- **What is required**: Rewrite the stretch of material from the line containing "Task: set a pin on each instance of the gray trousers." through the line containing "point(333, 428)", changing "gray trousers" to "khaki trousers" and keeping everything else the same.

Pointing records
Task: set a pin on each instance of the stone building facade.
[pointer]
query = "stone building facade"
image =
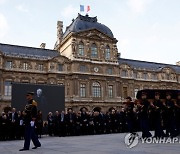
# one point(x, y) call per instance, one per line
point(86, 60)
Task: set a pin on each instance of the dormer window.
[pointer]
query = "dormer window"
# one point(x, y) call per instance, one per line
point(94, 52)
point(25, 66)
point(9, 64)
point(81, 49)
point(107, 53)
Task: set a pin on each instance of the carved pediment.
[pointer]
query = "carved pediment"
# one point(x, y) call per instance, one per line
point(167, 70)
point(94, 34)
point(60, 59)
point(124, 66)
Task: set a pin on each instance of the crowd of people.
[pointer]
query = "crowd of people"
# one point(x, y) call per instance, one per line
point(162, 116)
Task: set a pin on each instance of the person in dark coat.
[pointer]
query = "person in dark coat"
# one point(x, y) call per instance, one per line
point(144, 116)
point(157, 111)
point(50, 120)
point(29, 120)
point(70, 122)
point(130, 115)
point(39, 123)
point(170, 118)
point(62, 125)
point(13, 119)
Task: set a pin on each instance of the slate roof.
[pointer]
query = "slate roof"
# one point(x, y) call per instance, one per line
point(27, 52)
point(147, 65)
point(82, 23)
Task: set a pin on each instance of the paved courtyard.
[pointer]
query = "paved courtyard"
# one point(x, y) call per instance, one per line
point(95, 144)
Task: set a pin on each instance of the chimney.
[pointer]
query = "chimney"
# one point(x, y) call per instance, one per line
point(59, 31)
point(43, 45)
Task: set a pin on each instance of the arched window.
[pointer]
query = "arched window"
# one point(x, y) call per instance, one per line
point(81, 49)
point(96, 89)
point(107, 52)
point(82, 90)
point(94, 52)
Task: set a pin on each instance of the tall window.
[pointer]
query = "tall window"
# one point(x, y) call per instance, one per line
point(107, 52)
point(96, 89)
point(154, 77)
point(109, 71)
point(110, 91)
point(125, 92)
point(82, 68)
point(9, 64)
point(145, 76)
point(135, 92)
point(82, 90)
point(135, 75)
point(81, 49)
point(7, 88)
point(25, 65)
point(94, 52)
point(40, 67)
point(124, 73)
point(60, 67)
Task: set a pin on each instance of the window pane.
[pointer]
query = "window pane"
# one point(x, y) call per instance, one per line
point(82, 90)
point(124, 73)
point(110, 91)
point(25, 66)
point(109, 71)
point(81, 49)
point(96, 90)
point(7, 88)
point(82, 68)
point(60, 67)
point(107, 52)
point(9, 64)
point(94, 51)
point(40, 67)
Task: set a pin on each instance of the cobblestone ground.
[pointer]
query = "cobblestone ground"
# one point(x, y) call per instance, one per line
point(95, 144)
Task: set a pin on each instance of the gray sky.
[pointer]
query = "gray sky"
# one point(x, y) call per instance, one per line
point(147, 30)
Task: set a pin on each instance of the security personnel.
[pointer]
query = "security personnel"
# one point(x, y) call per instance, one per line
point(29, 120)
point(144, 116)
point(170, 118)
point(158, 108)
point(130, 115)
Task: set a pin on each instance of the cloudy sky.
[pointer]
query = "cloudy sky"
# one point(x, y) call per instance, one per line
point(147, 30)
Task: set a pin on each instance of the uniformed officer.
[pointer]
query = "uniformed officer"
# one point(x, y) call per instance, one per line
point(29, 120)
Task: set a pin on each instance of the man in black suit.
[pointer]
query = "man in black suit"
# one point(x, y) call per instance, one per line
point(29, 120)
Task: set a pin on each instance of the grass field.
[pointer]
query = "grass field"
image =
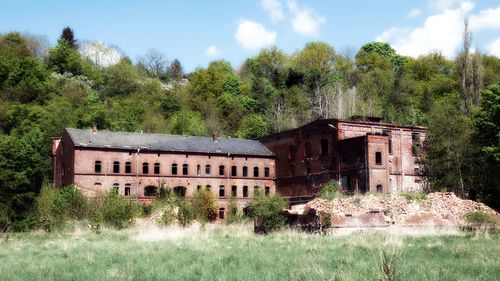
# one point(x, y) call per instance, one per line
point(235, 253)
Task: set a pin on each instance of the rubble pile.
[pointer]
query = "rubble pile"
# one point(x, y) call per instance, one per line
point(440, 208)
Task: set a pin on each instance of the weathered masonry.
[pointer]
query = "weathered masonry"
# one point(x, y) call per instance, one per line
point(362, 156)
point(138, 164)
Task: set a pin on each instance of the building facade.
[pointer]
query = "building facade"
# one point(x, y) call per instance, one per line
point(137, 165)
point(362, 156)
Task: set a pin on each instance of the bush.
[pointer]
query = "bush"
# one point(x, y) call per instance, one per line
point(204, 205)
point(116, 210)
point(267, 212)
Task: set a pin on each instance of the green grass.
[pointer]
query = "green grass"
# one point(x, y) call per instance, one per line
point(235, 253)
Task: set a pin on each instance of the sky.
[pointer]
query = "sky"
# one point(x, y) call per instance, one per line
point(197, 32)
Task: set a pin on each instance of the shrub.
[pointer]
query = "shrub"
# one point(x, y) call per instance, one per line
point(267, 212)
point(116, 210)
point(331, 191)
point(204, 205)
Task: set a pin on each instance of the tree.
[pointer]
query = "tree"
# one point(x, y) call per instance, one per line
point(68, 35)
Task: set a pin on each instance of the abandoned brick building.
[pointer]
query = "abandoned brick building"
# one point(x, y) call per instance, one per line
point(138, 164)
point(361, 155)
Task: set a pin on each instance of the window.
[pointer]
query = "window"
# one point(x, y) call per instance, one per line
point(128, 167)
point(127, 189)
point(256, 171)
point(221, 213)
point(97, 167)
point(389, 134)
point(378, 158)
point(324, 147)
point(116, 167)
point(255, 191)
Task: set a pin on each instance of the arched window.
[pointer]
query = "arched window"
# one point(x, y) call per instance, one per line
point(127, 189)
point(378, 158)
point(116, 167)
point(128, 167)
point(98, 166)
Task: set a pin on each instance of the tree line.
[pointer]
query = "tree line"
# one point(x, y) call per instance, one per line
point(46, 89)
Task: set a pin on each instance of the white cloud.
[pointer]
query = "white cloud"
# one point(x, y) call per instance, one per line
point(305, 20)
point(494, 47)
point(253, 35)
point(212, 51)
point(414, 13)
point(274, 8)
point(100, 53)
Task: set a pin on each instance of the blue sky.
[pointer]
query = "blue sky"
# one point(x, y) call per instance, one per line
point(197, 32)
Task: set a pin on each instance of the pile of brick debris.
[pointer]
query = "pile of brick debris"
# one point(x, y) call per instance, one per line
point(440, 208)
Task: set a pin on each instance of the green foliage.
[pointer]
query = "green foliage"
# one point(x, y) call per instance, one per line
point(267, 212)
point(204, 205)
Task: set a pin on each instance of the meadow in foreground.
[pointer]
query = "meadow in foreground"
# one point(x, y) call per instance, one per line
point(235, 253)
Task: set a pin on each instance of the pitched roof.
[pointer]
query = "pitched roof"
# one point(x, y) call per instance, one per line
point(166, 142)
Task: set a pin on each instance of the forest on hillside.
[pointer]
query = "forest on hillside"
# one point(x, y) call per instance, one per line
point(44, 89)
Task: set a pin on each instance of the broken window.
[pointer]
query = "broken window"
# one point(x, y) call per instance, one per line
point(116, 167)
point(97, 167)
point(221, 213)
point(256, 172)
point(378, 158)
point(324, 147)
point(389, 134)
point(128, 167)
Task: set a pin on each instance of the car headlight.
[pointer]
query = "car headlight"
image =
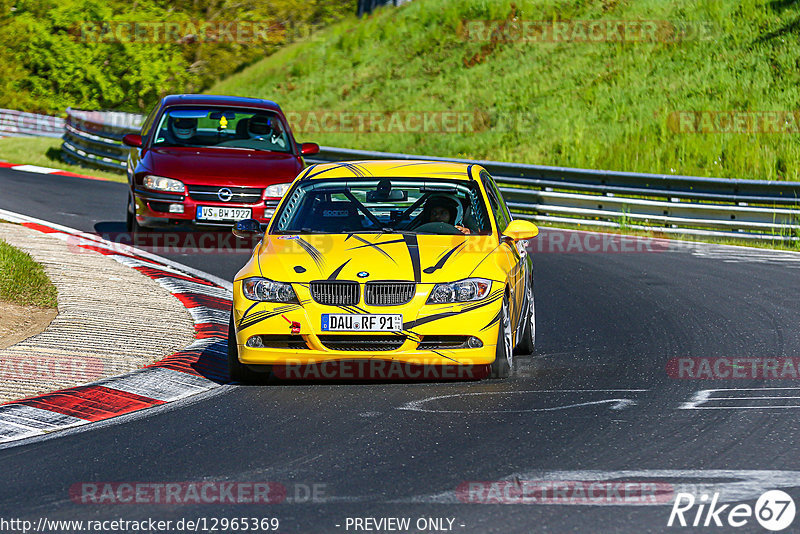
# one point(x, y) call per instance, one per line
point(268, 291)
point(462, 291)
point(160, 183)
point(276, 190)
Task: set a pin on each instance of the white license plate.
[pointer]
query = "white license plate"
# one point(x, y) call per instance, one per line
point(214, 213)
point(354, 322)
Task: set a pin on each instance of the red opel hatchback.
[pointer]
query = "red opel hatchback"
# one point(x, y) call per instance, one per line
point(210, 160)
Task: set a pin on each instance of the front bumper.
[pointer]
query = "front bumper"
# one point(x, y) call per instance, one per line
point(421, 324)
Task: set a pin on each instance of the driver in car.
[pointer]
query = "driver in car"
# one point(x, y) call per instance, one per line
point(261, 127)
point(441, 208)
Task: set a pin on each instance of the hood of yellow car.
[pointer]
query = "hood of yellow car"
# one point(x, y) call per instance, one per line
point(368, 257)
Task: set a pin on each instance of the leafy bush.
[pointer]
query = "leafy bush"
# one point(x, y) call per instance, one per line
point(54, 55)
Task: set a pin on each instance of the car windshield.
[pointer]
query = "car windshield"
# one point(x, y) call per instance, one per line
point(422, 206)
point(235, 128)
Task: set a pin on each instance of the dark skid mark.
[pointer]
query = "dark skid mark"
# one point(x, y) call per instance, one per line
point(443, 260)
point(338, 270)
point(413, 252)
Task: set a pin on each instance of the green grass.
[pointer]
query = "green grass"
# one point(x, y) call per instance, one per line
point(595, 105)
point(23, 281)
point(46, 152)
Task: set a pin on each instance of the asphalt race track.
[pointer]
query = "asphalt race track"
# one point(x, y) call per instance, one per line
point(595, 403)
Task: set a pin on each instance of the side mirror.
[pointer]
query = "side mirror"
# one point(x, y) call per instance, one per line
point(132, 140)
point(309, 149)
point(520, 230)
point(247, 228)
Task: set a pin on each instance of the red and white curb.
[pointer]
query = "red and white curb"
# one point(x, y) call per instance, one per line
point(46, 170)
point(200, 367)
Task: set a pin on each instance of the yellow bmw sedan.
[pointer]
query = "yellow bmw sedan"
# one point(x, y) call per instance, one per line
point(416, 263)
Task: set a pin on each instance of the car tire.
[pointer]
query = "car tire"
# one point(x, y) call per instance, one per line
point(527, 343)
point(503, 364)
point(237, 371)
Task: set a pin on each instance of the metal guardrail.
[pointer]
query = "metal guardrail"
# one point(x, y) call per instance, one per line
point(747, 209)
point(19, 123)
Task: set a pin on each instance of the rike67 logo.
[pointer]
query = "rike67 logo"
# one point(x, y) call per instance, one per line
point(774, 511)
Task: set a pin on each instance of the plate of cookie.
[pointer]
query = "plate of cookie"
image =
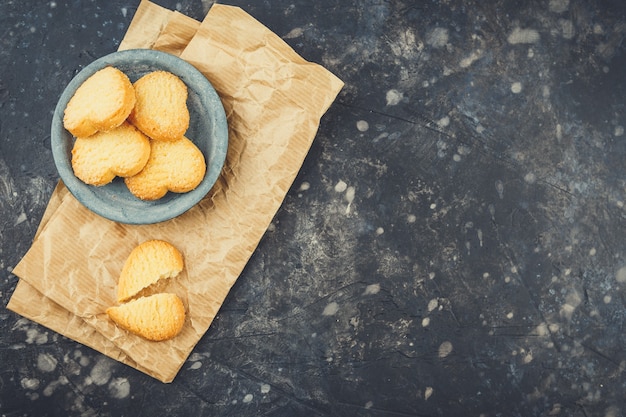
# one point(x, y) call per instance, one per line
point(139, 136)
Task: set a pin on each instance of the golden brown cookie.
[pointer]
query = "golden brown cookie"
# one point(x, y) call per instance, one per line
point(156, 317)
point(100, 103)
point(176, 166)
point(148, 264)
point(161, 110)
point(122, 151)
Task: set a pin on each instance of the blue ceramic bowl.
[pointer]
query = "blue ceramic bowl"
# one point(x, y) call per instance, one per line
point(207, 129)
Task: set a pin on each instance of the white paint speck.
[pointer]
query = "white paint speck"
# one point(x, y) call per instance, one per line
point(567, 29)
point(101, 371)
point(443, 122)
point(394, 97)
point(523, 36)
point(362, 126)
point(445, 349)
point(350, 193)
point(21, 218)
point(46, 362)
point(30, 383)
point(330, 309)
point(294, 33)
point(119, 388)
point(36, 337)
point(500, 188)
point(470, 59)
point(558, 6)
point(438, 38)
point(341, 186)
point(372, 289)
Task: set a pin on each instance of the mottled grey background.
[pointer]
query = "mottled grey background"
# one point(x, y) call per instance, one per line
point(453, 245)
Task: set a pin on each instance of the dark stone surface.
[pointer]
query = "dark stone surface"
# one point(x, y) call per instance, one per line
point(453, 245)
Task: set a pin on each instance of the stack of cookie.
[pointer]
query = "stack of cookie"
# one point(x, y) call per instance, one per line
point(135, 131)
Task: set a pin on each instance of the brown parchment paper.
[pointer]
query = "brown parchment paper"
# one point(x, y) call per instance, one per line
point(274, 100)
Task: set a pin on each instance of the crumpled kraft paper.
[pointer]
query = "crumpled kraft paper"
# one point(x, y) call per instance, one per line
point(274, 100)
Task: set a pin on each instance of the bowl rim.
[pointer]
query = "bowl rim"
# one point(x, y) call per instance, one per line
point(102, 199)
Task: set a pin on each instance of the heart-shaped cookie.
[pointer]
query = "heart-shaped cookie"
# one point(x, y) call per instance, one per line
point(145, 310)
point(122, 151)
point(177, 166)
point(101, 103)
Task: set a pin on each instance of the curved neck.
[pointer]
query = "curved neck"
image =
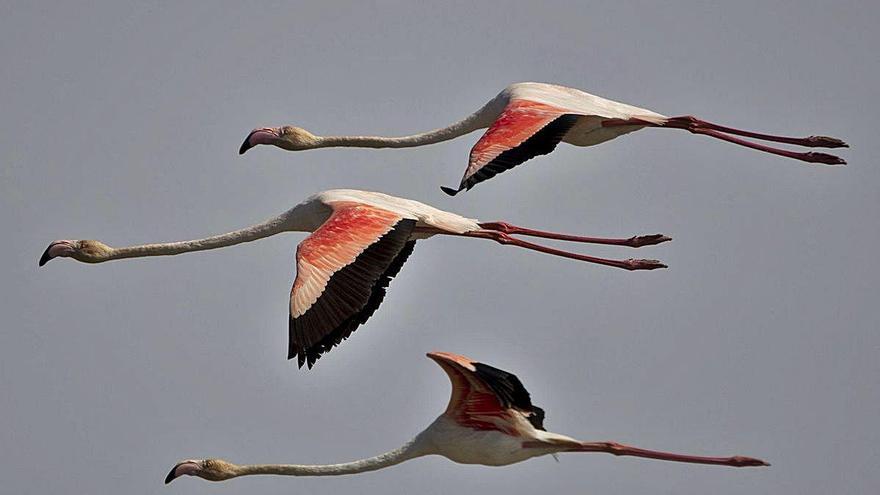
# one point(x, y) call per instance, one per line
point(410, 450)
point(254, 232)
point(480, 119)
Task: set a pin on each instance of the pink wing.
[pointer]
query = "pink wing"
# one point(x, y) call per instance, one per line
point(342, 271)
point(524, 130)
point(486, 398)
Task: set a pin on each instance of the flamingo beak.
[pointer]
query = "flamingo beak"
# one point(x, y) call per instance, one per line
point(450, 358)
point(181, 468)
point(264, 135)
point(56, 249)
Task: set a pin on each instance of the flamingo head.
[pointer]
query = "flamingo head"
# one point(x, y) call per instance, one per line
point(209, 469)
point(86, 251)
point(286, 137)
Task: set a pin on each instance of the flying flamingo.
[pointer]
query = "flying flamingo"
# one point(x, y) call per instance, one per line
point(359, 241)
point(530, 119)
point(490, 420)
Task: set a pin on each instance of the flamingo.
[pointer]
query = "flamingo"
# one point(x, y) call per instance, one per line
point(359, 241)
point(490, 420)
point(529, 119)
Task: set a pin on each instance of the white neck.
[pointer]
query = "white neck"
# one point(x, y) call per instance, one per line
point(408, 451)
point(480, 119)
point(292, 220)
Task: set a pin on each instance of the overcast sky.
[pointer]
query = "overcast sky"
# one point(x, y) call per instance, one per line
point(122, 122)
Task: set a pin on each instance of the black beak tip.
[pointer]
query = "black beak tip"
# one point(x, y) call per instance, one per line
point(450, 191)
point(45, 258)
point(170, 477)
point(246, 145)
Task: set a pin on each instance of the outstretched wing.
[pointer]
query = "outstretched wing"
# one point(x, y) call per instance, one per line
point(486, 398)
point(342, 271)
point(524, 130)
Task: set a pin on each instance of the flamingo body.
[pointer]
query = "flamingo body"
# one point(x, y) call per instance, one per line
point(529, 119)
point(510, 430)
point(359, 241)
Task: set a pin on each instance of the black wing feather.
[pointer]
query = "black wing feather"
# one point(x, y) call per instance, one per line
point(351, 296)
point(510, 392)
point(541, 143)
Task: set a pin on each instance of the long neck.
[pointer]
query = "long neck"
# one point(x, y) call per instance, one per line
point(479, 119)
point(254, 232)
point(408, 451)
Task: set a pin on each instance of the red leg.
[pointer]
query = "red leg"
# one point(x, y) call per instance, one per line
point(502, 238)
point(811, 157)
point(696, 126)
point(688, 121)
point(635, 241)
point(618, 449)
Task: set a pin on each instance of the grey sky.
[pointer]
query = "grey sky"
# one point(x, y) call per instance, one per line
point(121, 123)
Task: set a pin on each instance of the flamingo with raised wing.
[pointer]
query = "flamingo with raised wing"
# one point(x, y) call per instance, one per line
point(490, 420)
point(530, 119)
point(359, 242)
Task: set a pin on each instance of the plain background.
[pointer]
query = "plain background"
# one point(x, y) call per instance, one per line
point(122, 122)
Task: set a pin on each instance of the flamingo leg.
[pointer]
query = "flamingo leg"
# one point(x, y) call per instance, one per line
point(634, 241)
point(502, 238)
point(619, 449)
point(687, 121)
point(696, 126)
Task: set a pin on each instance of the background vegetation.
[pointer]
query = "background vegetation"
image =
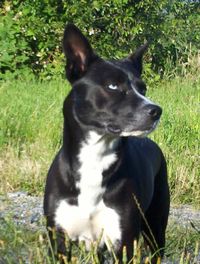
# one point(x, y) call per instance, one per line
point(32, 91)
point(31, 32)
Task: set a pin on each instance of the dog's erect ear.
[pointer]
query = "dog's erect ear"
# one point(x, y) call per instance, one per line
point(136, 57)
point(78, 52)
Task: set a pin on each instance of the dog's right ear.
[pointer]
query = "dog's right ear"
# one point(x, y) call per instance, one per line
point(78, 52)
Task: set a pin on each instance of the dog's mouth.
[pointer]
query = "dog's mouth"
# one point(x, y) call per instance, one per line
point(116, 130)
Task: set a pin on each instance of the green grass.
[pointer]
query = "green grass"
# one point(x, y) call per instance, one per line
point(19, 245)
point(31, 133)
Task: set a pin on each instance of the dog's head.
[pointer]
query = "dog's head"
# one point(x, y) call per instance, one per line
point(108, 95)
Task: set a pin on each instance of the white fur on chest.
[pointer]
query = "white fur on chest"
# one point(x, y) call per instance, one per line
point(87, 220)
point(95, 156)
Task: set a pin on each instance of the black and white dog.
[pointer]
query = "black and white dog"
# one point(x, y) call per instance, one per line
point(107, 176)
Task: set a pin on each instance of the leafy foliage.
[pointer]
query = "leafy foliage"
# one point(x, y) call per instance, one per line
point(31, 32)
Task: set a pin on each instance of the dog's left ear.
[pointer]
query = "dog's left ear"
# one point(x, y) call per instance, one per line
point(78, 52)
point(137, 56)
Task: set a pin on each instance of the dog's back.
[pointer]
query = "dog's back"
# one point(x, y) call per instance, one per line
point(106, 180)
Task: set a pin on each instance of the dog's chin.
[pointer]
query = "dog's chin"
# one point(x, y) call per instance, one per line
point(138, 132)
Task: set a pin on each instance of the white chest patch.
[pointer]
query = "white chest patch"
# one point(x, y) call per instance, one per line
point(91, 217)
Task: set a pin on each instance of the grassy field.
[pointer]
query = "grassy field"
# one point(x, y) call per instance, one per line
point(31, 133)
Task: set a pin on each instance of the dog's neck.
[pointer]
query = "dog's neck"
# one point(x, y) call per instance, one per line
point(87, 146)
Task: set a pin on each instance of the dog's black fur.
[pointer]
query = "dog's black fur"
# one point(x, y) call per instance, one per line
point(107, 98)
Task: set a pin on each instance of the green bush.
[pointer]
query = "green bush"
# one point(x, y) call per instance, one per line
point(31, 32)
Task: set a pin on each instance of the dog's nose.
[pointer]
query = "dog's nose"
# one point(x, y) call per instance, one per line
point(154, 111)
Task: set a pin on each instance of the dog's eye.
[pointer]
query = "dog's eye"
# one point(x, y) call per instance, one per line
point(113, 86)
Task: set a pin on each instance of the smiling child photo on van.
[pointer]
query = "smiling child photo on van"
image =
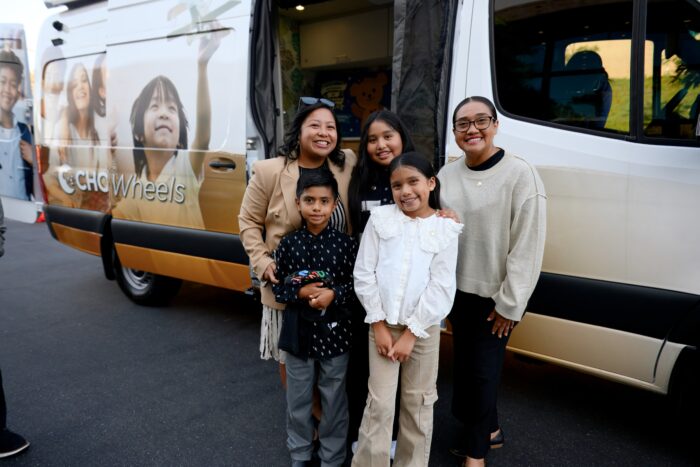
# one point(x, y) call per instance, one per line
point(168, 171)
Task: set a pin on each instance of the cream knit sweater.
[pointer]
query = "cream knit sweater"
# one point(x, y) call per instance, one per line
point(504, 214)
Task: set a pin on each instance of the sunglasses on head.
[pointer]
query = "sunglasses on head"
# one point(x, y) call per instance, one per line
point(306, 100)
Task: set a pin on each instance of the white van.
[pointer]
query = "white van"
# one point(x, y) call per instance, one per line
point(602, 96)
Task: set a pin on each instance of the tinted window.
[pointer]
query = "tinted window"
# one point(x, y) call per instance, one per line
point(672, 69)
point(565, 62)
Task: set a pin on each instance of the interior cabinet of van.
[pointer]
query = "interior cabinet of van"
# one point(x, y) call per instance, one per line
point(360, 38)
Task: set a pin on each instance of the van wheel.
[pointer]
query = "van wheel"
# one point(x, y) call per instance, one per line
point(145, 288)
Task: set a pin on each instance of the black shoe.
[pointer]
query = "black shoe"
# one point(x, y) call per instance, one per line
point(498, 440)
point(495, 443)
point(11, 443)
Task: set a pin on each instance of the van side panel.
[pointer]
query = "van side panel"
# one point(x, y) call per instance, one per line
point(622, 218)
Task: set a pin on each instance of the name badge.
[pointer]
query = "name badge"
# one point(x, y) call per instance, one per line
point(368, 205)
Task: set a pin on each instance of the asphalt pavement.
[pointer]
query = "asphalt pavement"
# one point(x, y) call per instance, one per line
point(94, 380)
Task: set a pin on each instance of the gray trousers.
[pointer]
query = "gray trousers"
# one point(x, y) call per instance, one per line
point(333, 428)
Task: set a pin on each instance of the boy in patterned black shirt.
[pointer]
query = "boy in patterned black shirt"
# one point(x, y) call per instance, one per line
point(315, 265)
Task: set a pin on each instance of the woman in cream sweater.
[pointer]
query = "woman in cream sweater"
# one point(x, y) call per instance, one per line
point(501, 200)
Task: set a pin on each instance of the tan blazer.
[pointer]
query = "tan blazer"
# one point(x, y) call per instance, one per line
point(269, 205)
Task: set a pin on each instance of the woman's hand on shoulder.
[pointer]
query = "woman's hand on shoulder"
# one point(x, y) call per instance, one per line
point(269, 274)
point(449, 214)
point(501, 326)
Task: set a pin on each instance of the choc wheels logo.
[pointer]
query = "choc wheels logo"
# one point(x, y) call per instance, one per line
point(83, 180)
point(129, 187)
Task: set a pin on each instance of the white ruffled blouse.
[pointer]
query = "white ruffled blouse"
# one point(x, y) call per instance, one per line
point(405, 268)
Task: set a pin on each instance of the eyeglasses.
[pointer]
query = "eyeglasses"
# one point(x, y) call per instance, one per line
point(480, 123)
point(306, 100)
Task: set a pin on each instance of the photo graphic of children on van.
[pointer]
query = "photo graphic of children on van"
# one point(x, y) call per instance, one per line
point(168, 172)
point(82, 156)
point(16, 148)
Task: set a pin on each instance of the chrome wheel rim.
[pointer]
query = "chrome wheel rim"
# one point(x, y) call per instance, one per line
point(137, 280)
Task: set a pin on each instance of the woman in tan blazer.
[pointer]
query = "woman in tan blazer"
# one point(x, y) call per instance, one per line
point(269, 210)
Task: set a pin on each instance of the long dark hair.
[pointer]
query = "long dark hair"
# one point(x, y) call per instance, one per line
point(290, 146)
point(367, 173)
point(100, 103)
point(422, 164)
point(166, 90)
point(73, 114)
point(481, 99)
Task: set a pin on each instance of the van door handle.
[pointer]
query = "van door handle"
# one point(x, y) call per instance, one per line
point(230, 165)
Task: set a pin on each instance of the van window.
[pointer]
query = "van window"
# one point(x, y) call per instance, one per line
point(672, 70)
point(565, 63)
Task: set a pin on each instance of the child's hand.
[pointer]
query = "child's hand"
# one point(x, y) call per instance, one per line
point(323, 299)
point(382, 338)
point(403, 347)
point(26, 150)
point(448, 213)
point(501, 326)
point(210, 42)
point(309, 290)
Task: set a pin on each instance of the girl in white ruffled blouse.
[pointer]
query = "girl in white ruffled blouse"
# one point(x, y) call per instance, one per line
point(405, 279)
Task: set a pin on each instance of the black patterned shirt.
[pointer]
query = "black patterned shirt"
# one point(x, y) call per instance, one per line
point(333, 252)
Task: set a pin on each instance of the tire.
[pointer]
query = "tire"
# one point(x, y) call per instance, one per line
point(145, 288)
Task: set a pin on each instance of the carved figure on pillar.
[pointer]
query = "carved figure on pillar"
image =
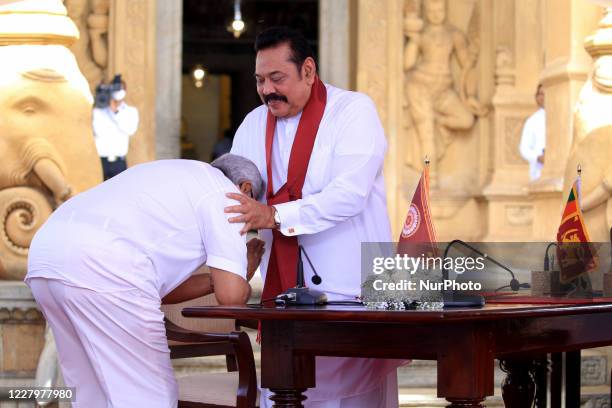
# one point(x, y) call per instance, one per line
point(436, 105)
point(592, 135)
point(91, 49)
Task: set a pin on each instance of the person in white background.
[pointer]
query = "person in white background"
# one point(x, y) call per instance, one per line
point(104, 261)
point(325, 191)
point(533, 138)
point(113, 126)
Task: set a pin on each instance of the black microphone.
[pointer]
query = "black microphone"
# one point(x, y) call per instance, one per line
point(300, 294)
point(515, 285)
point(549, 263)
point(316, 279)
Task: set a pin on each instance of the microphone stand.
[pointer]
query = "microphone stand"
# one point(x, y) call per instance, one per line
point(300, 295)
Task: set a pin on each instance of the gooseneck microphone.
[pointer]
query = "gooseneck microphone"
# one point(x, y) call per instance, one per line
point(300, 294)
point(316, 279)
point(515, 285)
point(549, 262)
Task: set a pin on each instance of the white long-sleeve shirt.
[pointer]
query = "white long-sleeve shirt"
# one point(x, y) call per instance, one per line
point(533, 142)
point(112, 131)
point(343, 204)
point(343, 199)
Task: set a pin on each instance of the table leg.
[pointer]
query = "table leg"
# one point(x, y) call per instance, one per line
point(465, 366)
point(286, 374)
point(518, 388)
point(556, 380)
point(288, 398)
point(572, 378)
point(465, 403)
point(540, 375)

- **Correct answer**:
Task: set a pin on each instance of the khaki trousers.
[pointer]
query = "khaki trousers"
# one point(x, y) call per instance, one per line
point(333, 428)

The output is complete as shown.